Il n'y a pas de " vote juif ". Il y a eu de rares enquêtes sur la façon dont votent les Juifs (définis par auto affirmation) et je ne sais pas si leurs quelques conclusions sont fiables car ce domaine demeure légalement très sensible. Les Juifs votent peu pour les extrêmes. Le Front national n'a pas cette année fait la percée qu'il proclamait. Les Juifs vont se déterminer en fonction de leurs préférences économiques, ce qui est sain, mais pour certains d'entre eux, la solidarité avec l'Etat d'Israël est un élément de leur vie  suffisamment important pour que ce facteur intervienne. Il n'y a là rien de surprenant, ni de répréhensible. Mais cela nécessite une réflexion toute particulière pour ne pas réagir sur des émotions contre-productives ou des rumeurs non documentées. Le message à faire passer est " arrêter de diaboliser et rechercher un meilleur équilibre dans la présentation des faits ". Nous ne voulons pas de boucs émissaires parmi les individus, parmi les groupes  ou parmi les nations.

 

Quels sont selon vous les principaux défis que la communauté juive française dopit relever au sein de la société française au cours des années à venir ?

 

Les défis à venir de la communauté juive, nous les connaissons. La démographie est une science fiable et l'évolution de la société est assez claire. Nous sommes trop peu nombreux pour abandonner du monde sur le chemin. Nous sommes porteurs d'une tradition trop précieuse pour la laisser en déshérence. Nous sommes les vecteurs d'un message trop universel pour nous réfugier dans des citadelles fermées. Nous sommes promoteurs d'un développement scientifique et artistique dont nous devons donner le goût à nos enfants plutôt que celui des non-valeurs de l'avoir et du paraître. Nous sommes les fils des témoins d'un crime inouï qui a failli nous empêcher de naître et ceux d'une renaissance nationale extraordinaire qui empêchera ce crime de se perpétrer de nouveau. Nous devons enfin apprendre à travailler ensemble dans le respect de la diversité des points de vue et dans le désir d'apporter une pierre à l'édifice commun.

 

A quel type de problèmes et de difficultés le CRIF est-il confronté aujourd'hui ?

 

Je ne vais pas glisser dans l'autosatisfaction. Le CRIF est soudé, les décisions sont partagées et l'ambiance  est excellente. Nous pensons travailler de façon proactive et réactive en développant  nos liens avec les pouvoirs publics, avec la classe politique en général, avec la société civile, avec les institutions étrangères  et avec les diverses organisations représentatives de la diversité de notre pays. Nous sommes à l'écoute de la communauté juive et de la communauté nationale. Dans nos relations, profondes et anciennes, avec les chrétiens et les musulmans nous savons distinguer ce qui revient au politique, la vie dans la cité, et ce qui revient au théologique, qui n'est pas de notre ressort. Nous pouvons nous améliorer, les critiques sont bienvenues et on peut les exprimer sur notre site qui vient de se transformer.

◆ ◆ ◆

* **Exercice court 1**:
Renvoyez tel quel le passage de l'extrait qui commence aux mots "Je ne vais pas" et s'arrête après les mots "de se transformer.".

* **Lignes fournies**:
◆ ◆ ◆

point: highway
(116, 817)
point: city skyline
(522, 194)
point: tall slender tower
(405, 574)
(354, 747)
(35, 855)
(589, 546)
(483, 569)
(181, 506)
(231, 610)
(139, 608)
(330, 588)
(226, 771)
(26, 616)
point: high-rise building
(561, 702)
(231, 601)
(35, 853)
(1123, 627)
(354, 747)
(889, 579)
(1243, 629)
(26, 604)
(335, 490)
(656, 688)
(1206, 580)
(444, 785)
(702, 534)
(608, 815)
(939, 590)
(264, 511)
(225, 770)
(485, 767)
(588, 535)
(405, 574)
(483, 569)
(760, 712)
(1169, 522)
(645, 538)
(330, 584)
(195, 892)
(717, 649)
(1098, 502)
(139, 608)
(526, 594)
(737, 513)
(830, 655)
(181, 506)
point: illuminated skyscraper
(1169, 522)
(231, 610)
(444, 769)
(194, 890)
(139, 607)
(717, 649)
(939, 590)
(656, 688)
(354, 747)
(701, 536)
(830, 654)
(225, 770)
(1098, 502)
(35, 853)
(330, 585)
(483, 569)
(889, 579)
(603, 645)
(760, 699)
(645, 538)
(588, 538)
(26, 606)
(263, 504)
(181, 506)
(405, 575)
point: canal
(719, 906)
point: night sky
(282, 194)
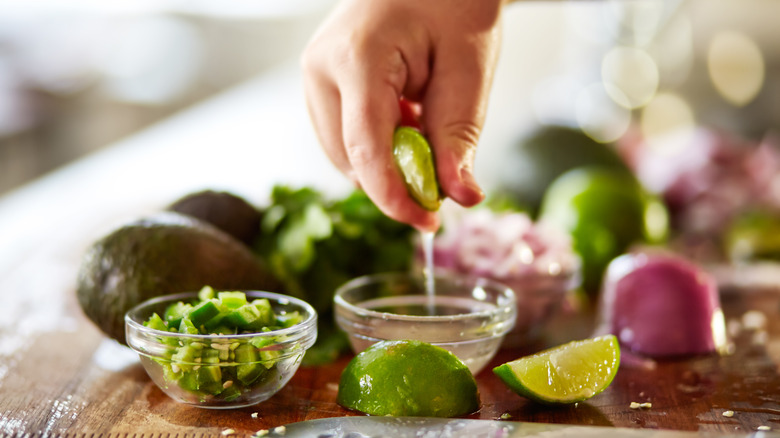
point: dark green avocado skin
(226, 211)
(158, 255)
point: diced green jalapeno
(216, 368)
(203, 312)
(232, 300)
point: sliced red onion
(662, 305)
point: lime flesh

◆ ◆ ◆

* **Exercice court 2**:
Ajoutez 95 à chaque nombre des coordonnées données en réponse, puis réécrivez toutes les lignes fournies, consignes comprises, de celle qui contient "point: city skyline" jusqu'à la dernière ligne fournie incluse. Laissez les images de côté.

* **Réponse 1**:
Je ne vais pas glisser dans l'autosatisfaction. Le CRIF est soudé, les décisions sont partagées et l'ambiance  est excellente. Nous pensons travailler de façon proactive et réactive en développant  nos liens avec les pouvoirs publics, avec la classe politique en général, avec la société civile, avec les institutions étrangères  et avec les diverses organisations représentatives de la diversité de notre pays. Nous sommes à l'écoute de la communauté juive et de la communauté nationale. Dans nos relations, profondes et anciennes, avec les chrétiens et les musulmans nous savons distinguer ce qui revient au politique, la vie dans la cité, et ce qui revient au théologique, qui n'est pas de notre ressort. Nous pouvons nous améliorer, les critiques sont bienvenues et on peut les exprimer sur notre site qui vient de se transformer.

* **Réponse 2**:
point: city skyline
(617, 289)
point: tall slender tower
(500, 669)
(449, 842)
(130, 950)
(684, 641)
(578, 664)
(276, 601)
(326, 705)
(234, 703)
(425, 683)
(321, 866)
(121, 711)
point: high-rise building
(656, 797)
(326, 696)
(130, 948)
(1218, 722)
(449, 842)
(984, 674)
(1338, 724)
(121, 699)
(430, 585)
(751, 783)
(1301, 675)
(539, 880)
(797, 629)
(703, 910)
(1034, 685)
(359, 606)
(320, 865)
(580, 862)
(683, 630)
(500, 669)
(578, 664)
(855, 807)
(1264, 617)
(740, 633)
(425, 679)
(290, 987)
(812, 744)
(1193, 597)
(234, 703)
(621, 689)
(832, 608)
(925, 750)
(276, 601)
point: illuminated skyscraper
(1264, 617)
(326, 705)
(539, 864)
(289, 985)
(234, 702)
(812, 744)
(1034, 685)
(751, 783)
(449, 842)
(796, 631)
(925, 749)
(320, 865)
(1193, 597)
(130, 948)
(425, 680)
(578, 664)
(984, 674)
(698, 740)
(855, 794)
(740, 633)
(683, 633)
(121, 701)
(358, 599)
(276, 601)
(500, 670)
point: canal
(814, 1001)
point: night sky
(377, 289)
point: dark green avocado skin
(321, 306)
(253, 350)
point: diced green jalapeno
(311, 463)
(298, 407)
(327, 395)
point: sliced red onion
(757, 400)
point: lime flesh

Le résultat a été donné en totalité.